→ **Entries drawn from a collection**
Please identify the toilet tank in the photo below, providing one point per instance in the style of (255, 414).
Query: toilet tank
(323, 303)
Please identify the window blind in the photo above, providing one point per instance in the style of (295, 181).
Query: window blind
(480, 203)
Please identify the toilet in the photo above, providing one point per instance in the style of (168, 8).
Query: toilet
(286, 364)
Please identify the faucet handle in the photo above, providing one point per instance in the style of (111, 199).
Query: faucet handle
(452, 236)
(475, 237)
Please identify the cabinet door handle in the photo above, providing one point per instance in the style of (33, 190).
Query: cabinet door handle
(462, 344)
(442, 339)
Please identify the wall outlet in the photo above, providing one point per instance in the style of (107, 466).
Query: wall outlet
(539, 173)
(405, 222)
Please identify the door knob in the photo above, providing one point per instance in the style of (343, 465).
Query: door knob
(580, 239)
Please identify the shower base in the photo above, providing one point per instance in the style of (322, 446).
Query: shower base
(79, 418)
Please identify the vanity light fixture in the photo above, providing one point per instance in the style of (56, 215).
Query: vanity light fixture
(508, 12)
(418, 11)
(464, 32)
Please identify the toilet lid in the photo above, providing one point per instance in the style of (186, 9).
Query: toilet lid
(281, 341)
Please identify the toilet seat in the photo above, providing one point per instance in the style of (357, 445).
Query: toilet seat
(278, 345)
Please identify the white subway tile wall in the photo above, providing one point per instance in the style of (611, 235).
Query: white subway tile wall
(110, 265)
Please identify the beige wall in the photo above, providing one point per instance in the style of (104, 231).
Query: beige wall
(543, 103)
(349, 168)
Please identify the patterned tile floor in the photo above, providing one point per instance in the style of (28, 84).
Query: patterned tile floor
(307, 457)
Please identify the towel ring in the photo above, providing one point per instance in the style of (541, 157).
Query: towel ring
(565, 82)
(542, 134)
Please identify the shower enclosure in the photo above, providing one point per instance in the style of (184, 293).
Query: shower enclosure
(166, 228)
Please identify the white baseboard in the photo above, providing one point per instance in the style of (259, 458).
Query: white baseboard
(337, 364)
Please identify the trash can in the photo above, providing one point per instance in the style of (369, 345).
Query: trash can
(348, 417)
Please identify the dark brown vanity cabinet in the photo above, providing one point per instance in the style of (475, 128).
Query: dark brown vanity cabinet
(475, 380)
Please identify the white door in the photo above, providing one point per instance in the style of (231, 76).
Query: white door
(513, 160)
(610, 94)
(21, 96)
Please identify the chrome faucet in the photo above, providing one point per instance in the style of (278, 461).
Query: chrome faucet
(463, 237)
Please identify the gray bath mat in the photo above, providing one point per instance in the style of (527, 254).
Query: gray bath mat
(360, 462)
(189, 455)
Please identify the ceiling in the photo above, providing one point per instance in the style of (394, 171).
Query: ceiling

→ **TO DO**
Render all of the lines above as a numbered list, omitting any blank lines.

→ **EXERCISE SOLUTION**
1. Please identify the toilet tank in the photo below, providing one point per instance in the style of (255, 414).
2. Query: toilet tank
3. (323, 303)
4. Please identify the window blind in the photo above, providing one point per instance in the style of (295, 181).
5. Query: window blind
6. (480, 203)
7. Please identify the toilet in the photo above, providing one point per instance in the style of (168, 8).
8. Query: toilet
9. (286, 364)
10. Please identify the faucet handle in the photo above, providing one point per instance in the style of (111, 199).
11. Query: faucet handle
12. (452, 236)
13. (475, 237)
14. Please identify the cabinet door handle in the photo above, providing one point per instance in the style of (33, 190).
15. Query: cabinet door handle
16. (462, 344)
17. (442, 339)
18. Please identify the wall outlet in the photo above, providing one point per instance in the style of (107, 466).
19. Query: wall outlet
20. (539, 173)
21. (405, 222)
22. Please identify the door knob in the photo above, providing one point per instance in the style of (343, 465).
23. Query: door knob
24. (580, 239)
25. Please identify the shower base in the photo above, providing one point per instance in the style of (322, 446).
26. Query: shower base
27. (79, 418)
28. Please identify the vanity light fixture in the photo above, providing one point per instance in the style of (56, 215).
29. Query: vanity light fixture
30. (508, 12)
31. (418, 11)
32. (464, 32)
33. Please identify the toilet lid in the photo above, providing one point per instance in the style of (186, 9).
34. Query: toilet lid
35. (281, 341)
36. Please identify the toilet seat in the photo above, providing one point per instance in the style of (357, 445).
37. Query: toilet seat
38. (278, 345)
39. Please identify the white subway tile wall in the photo above, providing one point per instance in the style of (611, 235).
40. Query: white subway tile wall
41. (110, 265)
42. Please identify the beige wall in the photo above, providing one point per instance in the style of (104, 231).
43. Query: beige wall
44. (543, 103)
45. (349, 168)
46. Please identify the patterned tile floor in the photo above, providing one point per instance in the style of (28, 84).
47. Query: patterned tile floor
48. (307, 457)
49. Please identify the towel ring in the photo above, providing one point per instance in the style of (541, 157).
50. Query: towel ring
51. (565, 82)
52. (542, 134)
53. Please identify the shower enclosure in the photo above, providing one point per instance in the style of (184, 293).
54. Query: shower enclosure
55. (166, 228)
56. Please identify the white baseboard in the photo above, providing one point per instance in the style of (259, 458).
57. Query: white baseboard
58. (337, 364)
59. Please identify the trash can in the photo above, providing one point per instance in the style of (369, 345).
60. Query: trash can
61. (348, 417)
62. Please identify the dark brown vanity cabinet in the photo above, providing one point per instance in the style of (475, 128).
63. Query: dark brown vanity cabinet
64. (475, 380)
65. Please identify the white door in the photo above, providing one point per instance in the style of (231, 76).
66. Query: white door
67. (513, 160)
68. (610, 94)
69. (21, 96)
70. Please identify the chrome faucet in the photo above, providing one point per instance in the style of (278, 461).
71. Query: chrome faucet
72. (463, 237)
73. Please identify the gray bath mat in the photo above, providing one point per instance in the style of (527, 254).
74. Query: gray bath mat
75. (360, 462)
76. (189, 455)
77. Please identify the ceiling in the photo above, providing one point per instance in the style of (394, 171).
78. Query: ceiling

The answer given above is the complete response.